-- start Records for the exercise --

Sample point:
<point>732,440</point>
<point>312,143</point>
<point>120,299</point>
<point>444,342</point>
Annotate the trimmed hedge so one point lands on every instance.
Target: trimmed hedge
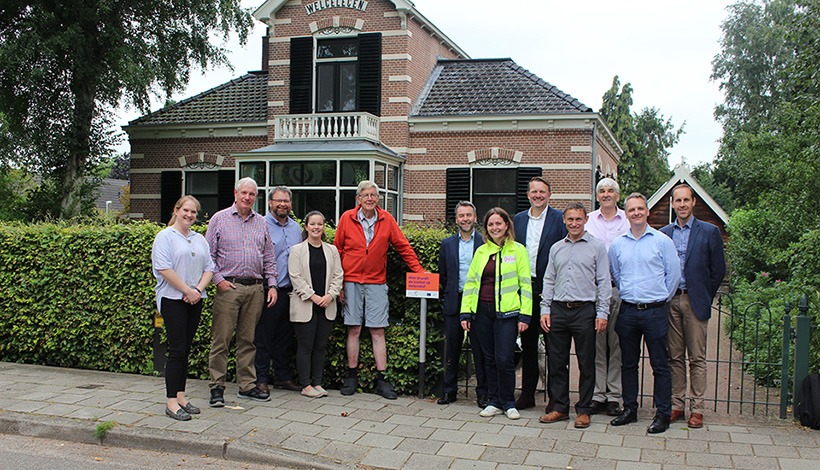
<point>83,296</point>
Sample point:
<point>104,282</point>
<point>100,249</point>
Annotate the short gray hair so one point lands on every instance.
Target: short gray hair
<point>464,204</point>
<point>366,184</point>
<point>246,181</point>
<point>607,183</point>
<point>283,189</point>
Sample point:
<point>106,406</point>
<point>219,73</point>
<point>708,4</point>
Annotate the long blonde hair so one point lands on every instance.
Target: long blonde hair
<point>179,204</point>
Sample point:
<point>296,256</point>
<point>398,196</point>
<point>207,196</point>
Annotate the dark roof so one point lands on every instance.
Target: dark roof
<point>243,99</point>
<point>490,87</point>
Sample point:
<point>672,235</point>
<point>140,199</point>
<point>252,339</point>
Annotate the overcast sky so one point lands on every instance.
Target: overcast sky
<point>663,48</point>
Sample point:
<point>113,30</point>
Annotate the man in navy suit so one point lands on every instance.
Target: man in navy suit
<point>454,258</point>
<point>700,249</point>
<point>537,228</point>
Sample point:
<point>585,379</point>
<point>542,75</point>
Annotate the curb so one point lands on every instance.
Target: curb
<point>160,440</point>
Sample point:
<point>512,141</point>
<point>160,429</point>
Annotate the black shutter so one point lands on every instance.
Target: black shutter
<point>370,73</point>
<point>301,75</point>
<point>458,189</point>
<point>226,180</point>
<point>525,174</point>
<point>170,191</point>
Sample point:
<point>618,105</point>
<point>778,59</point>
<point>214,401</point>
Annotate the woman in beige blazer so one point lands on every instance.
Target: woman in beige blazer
<point>315,271</point>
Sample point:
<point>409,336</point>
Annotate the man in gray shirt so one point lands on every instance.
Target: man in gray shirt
<point>577,275</point>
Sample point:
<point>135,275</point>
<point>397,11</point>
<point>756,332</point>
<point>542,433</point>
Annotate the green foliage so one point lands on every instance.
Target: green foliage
<point>83,296</point>
<point>645,138</point>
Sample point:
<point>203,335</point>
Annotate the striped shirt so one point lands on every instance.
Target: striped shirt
<point>241,247</point>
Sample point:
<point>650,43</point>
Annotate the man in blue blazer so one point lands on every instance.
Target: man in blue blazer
<point>537,228</point>
<point>454,258</point>
<point>703,266</point>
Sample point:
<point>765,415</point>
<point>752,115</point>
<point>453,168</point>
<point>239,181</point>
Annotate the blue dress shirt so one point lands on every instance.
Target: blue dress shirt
<point>647,269</point>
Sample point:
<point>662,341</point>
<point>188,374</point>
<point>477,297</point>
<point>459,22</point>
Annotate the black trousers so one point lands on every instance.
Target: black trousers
<point>181,320</point>
<point>529,345</point>
<point>566,325</point>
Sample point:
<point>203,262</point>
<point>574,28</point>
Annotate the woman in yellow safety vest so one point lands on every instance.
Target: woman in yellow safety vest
<point>497,302</point>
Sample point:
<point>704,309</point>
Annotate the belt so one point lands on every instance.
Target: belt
<point>645,306</point>
<point>572,304</point>
<point>245,281</point>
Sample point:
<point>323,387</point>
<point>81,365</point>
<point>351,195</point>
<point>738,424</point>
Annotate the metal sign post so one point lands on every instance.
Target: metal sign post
<point>423,286</point>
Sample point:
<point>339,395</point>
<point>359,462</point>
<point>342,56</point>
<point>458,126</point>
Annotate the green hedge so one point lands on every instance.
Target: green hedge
<point>83,296</point>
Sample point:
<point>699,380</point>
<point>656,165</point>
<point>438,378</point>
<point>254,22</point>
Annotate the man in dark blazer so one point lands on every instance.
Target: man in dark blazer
<point>703,266</point>
<point>454,258</point>
<point>537,228</point>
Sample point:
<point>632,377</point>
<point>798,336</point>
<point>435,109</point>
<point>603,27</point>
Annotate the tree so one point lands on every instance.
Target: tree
<point>645,138</point>
<point>64,65</point>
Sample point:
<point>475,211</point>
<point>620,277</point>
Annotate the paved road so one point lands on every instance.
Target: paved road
<point>368,431</point>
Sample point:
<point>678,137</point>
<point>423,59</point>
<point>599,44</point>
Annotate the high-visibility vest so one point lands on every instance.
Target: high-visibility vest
<point>513,289</point>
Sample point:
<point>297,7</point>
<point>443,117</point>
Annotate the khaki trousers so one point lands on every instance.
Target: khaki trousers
<point>608,357</point>
<point>235,309</point>
<point>687,337</point>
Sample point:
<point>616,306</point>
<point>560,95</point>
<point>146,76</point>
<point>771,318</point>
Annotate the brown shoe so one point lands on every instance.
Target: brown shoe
<point>554,416</point>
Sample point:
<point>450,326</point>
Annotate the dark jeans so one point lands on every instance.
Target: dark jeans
<point>274,340</point>
<point>496,338</point>
<point>181,320</point>
<point>529,346</point>
<point>454,338</point>
<point>567,324</point>
<point>653,325</point>
<point>311,338</point>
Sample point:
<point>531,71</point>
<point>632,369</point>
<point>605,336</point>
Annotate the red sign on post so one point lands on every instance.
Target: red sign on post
<point>422,285</point>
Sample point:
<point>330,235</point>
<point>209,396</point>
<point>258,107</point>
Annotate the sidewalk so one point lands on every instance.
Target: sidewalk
<point>365,431</point>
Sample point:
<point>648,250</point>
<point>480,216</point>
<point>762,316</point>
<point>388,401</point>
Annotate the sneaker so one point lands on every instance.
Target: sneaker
<point>217,397</point>
<point>490,411</point>
<point>254,394</point>
<point>385,389</point>
<point>349,386</point>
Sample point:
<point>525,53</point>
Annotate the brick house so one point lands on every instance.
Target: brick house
<point>353,90</point>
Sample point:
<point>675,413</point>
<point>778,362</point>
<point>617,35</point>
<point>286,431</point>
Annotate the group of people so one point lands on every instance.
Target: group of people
<point>605,280</point>
<point>274,281</point>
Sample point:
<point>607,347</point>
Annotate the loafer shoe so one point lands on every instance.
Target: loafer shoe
<point>512,413</point>
<point>695,421</point>
<point>628,416</point>
<point>524,402</point>
<point>490,411</point>
<point>349,386</point>
<point>287,385</point>
<point>659,425</point>
<point>254,394</point>
<point>613,408</point>
<point>217,397</point>
<point>449,397</point>
<point>553,417</point>
<point>386,390</point>
<point>180,415</point>
<point>597,407</point>
<point>191,409</point>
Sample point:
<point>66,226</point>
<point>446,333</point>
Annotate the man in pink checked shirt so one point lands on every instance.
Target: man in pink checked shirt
<point>243,256</point>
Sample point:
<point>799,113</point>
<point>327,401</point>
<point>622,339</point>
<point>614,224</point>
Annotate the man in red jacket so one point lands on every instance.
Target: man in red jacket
<point>363,235</point>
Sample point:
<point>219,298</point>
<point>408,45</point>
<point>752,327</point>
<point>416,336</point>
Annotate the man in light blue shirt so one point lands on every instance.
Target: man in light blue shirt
<point>646,269</point>
<point>274,332</point>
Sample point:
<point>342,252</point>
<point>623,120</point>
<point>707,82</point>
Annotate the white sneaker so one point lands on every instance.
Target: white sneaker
<point>512,413</point>
<point>490,411</point>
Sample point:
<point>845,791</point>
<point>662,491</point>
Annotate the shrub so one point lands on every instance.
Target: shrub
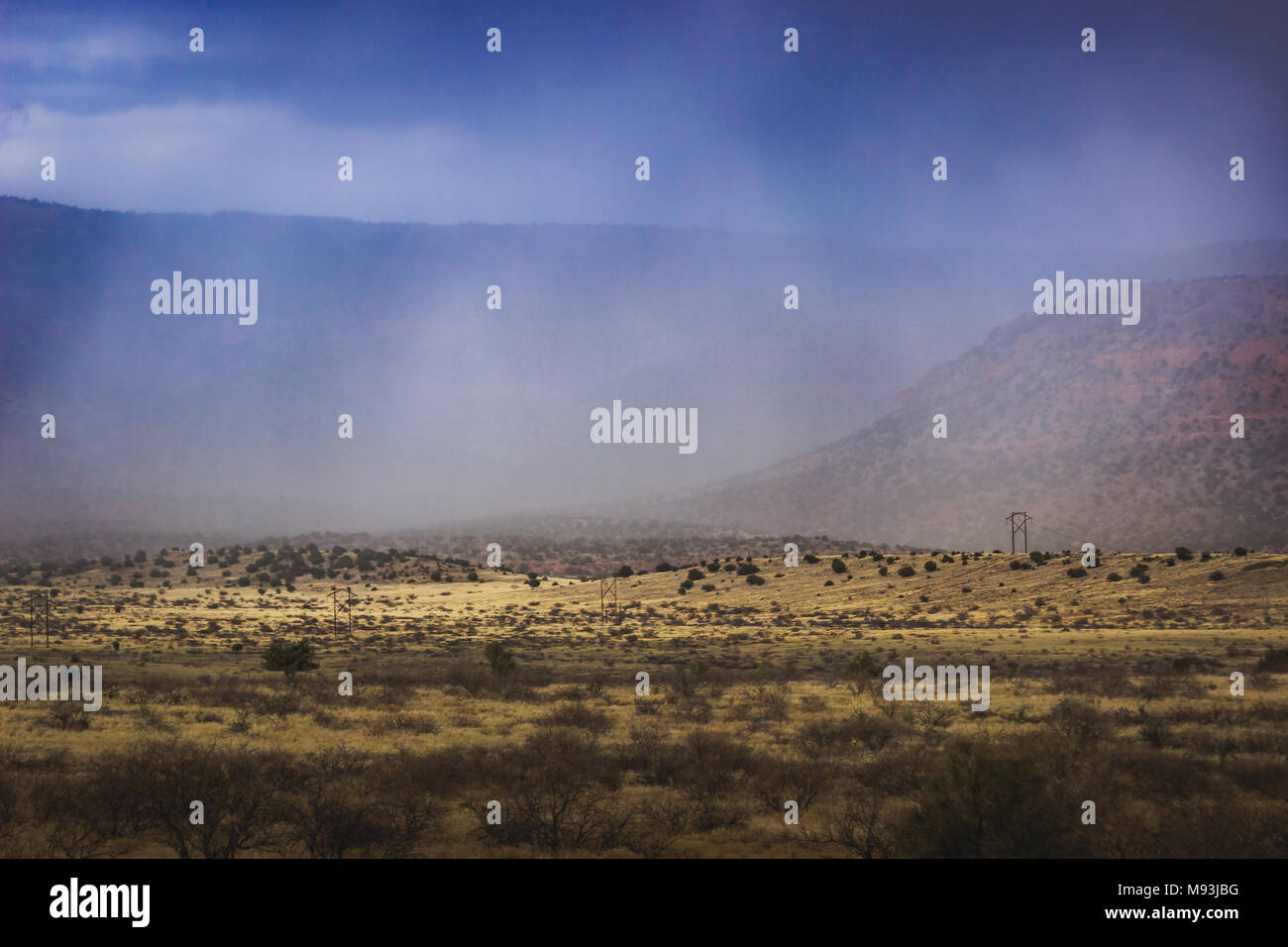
<point>1274,661</point>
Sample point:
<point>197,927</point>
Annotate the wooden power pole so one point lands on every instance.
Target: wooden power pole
<point>1020,526</point>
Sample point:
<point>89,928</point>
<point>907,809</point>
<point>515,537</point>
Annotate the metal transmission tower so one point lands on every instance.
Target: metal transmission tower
<point>1019,526</point>
<point>335,607</point>
<point>39,603</point>
<point>605,586</point>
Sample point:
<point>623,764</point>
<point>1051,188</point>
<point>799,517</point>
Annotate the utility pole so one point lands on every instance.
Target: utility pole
<point>1019,526</point>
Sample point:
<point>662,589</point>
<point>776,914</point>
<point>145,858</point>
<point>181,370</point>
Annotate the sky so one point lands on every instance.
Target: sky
<point>1127,146</point>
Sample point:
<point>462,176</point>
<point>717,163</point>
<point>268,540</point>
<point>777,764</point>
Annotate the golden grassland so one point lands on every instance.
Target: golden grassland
<point>1117,692</point>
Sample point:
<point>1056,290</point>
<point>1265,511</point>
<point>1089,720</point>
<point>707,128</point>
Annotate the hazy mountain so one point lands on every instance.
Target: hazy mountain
<point>1102,432</point>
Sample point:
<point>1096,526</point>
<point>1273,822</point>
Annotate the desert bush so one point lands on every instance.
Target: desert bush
<point>498,659</point>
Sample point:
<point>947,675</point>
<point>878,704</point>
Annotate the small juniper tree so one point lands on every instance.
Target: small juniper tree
<point>282,656</point>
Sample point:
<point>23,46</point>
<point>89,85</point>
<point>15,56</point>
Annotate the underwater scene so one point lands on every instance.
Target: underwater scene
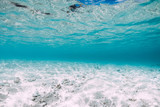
<point>79,53</point>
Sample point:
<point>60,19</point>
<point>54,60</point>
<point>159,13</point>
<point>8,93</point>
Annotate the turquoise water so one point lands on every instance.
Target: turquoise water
<point>126,32</point>
<point>97,56</point>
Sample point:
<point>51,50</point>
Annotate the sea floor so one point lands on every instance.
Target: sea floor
<point>71,84</point>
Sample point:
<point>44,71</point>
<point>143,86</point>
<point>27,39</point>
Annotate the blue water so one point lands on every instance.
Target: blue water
<point>97,56</point>
<point>125,32</point>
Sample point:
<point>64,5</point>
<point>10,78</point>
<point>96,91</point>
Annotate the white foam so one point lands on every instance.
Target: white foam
<point>64,84</point>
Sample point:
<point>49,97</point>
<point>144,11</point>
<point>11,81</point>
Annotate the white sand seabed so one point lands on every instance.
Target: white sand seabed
<point>69,84</point>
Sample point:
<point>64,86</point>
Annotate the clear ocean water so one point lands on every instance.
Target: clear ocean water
<point>97,56</point>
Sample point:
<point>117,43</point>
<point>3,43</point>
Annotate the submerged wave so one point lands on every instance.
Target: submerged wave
<point>45,28</point>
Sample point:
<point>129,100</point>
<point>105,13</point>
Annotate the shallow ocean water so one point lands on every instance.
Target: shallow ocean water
<point>98,56</point>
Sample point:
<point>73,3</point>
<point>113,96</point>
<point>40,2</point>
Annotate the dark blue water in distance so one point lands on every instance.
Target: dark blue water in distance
<point>96,56</point>
<point>125,32</point>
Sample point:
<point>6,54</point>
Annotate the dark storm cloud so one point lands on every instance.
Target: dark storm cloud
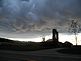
<point>38,15</point>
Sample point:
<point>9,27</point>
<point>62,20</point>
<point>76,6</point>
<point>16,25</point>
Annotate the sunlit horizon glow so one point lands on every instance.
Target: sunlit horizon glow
<point>62,38</point>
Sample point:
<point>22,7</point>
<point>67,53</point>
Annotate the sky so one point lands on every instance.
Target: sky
<point>37,18</point>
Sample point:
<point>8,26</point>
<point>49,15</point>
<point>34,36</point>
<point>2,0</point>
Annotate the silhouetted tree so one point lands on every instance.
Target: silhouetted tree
<point>74,27</point>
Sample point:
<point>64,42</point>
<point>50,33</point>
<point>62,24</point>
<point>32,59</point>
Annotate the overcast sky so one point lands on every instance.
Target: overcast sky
<point>28,18</point>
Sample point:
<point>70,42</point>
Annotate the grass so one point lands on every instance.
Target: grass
<point>75,50</point>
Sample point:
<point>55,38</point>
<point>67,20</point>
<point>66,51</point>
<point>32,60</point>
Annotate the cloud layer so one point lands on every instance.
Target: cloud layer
<point>38,15</point>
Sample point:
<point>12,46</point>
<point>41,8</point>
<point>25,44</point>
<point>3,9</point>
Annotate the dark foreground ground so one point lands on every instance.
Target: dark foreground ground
<point>42,55</point>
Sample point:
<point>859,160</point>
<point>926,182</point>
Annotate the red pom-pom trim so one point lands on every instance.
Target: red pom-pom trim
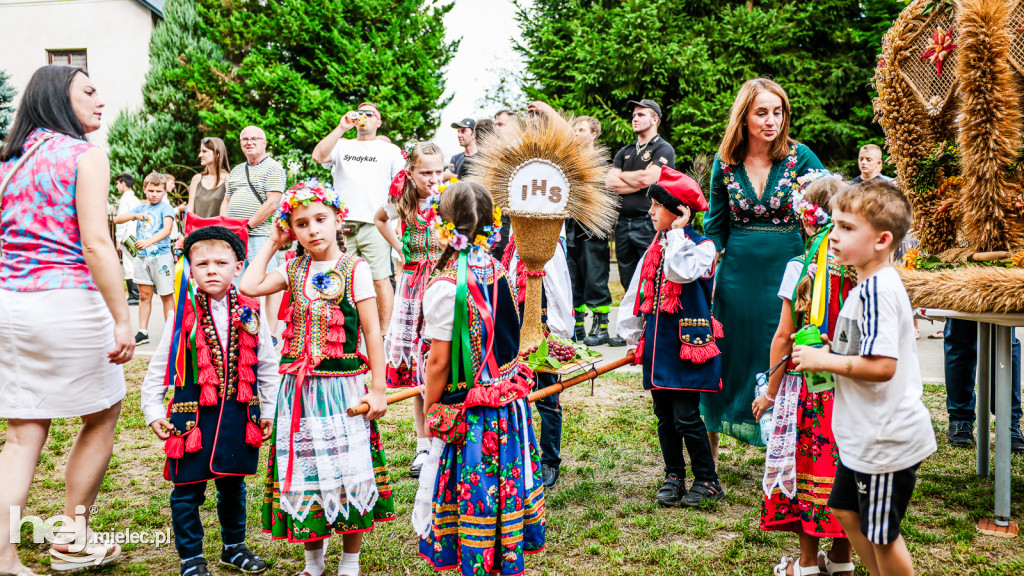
<point>174,447</point>
<point>337,318</point>
<point>188,319</point>
<point>194,442</point>
<point>208,396</point>
<point>670,299</point>
<point>245,391</point>
<point>717,330</point>
<point>254,436</point>
<point>698,354</point>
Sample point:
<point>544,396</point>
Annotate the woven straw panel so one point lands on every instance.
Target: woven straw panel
<point>1017,46</point>
<point>934,92</point>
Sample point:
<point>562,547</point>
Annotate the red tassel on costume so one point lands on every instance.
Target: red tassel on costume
<point>648,273</point>
<point>520,280</point>
<point>207,376</point>
<point>334,348</point>
<point>337,318</point>
<point>246,355</point>
<point>670,299</point>
<point>208,396</point>
<point>698,354</point>
<point>203,356</point>
<point>336,335</point>
<point>509,250</point>
<point>174,447</point>
<point>245,389</point>
<point>254,436</point>
<point>188,319</point>
<point>647,305</point>
<point>246,375</point>
<point>195,441</point>
<point>716,328</point>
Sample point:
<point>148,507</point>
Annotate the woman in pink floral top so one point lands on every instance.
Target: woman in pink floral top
<point>752,219</point>
<point>64,317</point>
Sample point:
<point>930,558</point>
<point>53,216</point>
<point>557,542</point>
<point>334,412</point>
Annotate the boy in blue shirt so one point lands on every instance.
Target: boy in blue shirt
<point>155,263</point>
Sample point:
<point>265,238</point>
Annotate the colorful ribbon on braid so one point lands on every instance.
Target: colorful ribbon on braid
<point>818,252</point>
<point>468,292</point>
<point>183,340</point>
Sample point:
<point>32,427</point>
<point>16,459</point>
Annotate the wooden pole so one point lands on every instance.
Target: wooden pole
<point>588,375</point>
<point>534,397</point>
<point>363,408</point>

-- end Records for the exercise --

• Aim: Return every line of the records that contains the word "storm".

• Answer for this exercise:
Annotate the dark storm cloud so one point lands on every instance.
Target: dark storm cloud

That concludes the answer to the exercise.